_RECORDS FOR THE TASK_
▼
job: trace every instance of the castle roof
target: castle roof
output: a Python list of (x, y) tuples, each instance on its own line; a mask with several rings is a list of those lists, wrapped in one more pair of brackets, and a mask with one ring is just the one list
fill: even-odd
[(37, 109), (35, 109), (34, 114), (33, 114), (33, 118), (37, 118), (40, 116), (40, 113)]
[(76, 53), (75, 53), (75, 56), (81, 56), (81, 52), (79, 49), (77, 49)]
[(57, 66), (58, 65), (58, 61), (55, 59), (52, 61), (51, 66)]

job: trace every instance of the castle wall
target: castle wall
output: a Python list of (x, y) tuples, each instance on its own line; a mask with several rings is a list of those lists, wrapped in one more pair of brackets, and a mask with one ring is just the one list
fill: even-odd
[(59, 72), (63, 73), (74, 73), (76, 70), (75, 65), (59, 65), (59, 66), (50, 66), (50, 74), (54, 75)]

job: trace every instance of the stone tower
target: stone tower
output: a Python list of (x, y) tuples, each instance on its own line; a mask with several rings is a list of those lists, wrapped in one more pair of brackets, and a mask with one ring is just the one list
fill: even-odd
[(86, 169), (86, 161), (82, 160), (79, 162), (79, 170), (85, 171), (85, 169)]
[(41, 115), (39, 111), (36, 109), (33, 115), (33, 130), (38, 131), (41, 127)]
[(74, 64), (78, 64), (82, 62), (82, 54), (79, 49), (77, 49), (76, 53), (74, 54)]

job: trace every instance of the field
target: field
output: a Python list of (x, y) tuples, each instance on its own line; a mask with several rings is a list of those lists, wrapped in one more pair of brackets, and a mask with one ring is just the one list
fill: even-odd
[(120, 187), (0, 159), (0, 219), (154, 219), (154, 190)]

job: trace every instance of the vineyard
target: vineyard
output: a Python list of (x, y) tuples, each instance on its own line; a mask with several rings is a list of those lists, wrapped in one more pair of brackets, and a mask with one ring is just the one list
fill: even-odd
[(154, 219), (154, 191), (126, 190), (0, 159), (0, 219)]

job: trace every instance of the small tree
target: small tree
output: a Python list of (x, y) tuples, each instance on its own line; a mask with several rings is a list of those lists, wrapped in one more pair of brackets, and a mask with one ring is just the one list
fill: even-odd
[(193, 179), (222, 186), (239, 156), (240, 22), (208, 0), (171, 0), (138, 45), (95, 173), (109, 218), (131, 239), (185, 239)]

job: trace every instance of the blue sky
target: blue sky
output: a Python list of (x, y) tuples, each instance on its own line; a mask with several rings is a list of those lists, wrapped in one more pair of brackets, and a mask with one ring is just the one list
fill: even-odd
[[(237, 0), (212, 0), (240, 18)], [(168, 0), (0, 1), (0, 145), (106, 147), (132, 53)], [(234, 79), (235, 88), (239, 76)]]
▲
▼
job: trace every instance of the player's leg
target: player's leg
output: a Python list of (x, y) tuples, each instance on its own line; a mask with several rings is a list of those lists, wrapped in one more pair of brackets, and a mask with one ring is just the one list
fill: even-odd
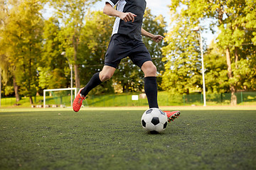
▲
▼
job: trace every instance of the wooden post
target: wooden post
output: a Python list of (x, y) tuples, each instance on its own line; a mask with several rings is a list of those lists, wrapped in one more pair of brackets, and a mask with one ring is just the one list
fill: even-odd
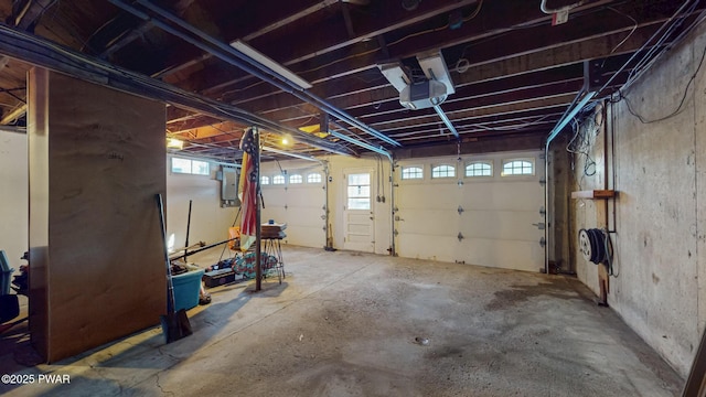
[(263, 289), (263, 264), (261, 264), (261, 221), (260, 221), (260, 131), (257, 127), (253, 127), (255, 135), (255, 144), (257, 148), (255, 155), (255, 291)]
▲
_YOUR TASK_
Count the lines in the records above that contain the string "castle", and give only that number.

_SOLUTION TO THE PROBLEM_
4